:: DESCRIPTION OF THE TASK ::
Output the lines of the rows below as a Markdown table with the columns No. and Line, starting at the line that contains "Tag watch face" and running through the last of the rows, with one numbered table row per line and blank lines skipped. Leave the pictures out of the answer.

:: RECORDS SHOWN ::
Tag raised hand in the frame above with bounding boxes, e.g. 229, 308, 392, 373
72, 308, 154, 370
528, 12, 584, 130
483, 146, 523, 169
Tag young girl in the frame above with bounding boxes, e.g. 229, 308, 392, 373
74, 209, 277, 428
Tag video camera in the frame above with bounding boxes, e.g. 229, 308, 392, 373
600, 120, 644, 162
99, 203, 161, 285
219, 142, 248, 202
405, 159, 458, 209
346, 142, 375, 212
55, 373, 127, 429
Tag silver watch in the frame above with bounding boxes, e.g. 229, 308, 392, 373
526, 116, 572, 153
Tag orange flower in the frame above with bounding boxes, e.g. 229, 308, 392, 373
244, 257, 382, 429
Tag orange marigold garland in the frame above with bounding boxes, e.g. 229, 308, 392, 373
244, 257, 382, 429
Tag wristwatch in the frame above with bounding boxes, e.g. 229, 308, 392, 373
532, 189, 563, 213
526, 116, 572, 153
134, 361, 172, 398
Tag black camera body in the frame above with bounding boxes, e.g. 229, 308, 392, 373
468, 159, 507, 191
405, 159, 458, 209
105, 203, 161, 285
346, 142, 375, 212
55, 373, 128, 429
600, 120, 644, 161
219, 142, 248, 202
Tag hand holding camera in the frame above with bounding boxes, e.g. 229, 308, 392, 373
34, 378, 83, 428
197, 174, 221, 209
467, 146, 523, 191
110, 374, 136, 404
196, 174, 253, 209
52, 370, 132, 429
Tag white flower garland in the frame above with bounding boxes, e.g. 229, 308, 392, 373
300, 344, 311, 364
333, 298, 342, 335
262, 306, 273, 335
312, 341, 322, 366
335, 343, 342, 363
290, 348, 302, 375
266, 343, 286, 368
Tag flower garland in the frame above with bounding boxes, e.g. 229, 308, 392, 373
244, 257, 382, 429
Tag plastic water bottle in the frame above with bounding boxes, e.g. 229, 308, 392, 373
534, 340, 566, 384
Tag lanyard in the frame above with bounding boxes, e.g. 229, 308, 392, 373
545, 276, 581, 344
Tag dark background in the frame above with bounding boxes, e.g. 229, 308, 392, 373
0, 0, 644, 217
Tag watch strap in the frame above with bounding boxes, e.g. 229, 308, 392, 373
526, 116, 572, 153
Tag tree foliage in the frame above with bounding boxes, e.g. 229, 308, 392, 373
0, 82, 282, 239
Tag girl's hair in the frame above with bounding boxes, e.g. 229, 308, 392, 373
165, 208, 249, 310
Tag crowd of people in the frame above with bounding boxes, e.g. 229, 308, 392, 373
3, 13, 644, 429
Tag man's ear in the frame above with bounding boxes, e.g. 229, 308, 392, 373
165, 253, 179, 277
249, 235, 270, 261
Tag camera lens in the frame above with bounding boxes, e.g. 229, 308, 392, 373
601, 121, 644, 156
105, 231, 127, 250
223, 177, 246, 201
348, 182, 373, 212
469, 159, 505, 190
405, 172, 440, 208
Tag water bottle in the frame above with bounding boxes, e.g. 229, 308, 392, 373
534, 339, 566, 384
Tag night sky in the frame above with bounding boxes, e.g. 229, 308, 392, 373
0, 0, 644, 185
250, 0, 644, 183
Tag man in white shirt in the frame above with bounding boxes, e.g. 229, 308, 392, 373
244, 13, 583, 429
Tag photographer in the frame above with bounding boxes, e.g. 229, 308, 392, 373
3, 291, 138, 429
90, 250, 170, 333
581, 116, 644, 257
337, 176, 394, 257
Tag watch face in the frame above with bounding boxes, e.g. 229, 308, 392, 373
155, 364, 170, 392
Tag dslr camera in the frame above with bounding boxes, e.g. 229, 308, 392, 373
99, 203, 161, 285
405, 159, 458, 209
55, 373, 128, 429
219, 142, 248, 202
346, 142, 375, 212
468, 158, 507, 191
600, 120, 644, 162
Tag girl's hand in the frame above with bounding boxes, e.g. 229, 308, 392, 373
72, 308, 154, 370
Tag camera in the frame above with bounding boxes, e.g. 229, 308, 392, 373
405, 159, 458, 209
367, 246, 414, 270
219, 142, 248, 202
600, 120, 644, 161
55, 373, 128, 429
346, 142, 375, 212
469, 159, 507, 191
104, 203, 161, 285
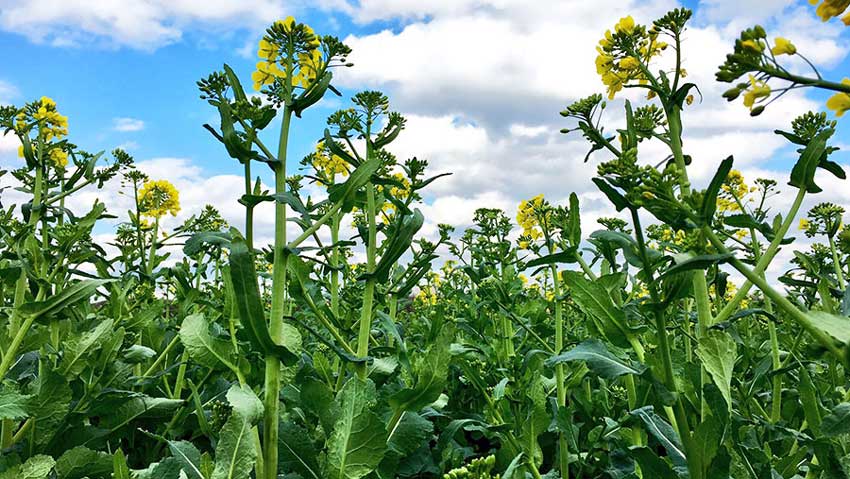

:: ANSWER FOR THIS EXERCISE ::
| No. | Line |
|---|---|
| 1 | Tag watch face in the frame above with bounding boxes, e.g. 229, 308, 392, 373 |
| 2 | 155, 364, 170, 392 |
| 3 | Tag dslr camera in the frame above with bounding boxes, e.g. 229, 308, 392, 373 |
| 4 | 99, 203, 161, 285 |
| 5 | 405, 159, 458, 209 |
| 6 | 55, 373, 128, 429 |
| 7 | 219, 142, 248, 202 |
| 8 | 346, 142, 375, 212 |
| 9 | 468, 158, 507, 191 |
| 10 | 600, 120, 644, 162 |
| 11 | Tag girl's hand in the frame above with bounding boxes, e.g. 229, 308, 392, 373 |
| 12 | 72, 308, 154, 370 |
| 13 | Tag camera in the frame above with bounding boxes, e.g. 229, 308, 392, 373 |
| 14 | 405, 159, 458, 209 |
| 15 | 367, 246, 414, 270 |
| 16 | 219, 142, 248, 202 |
| 17 | 600, 120, 644, 161 |
| 18 | 55, 373, 128, 429 |
| 19 | 346, 142, 375, 212 |
| 20 | 469, 159, 507, 191 |
| 21 | 104, 203, 161, 285 |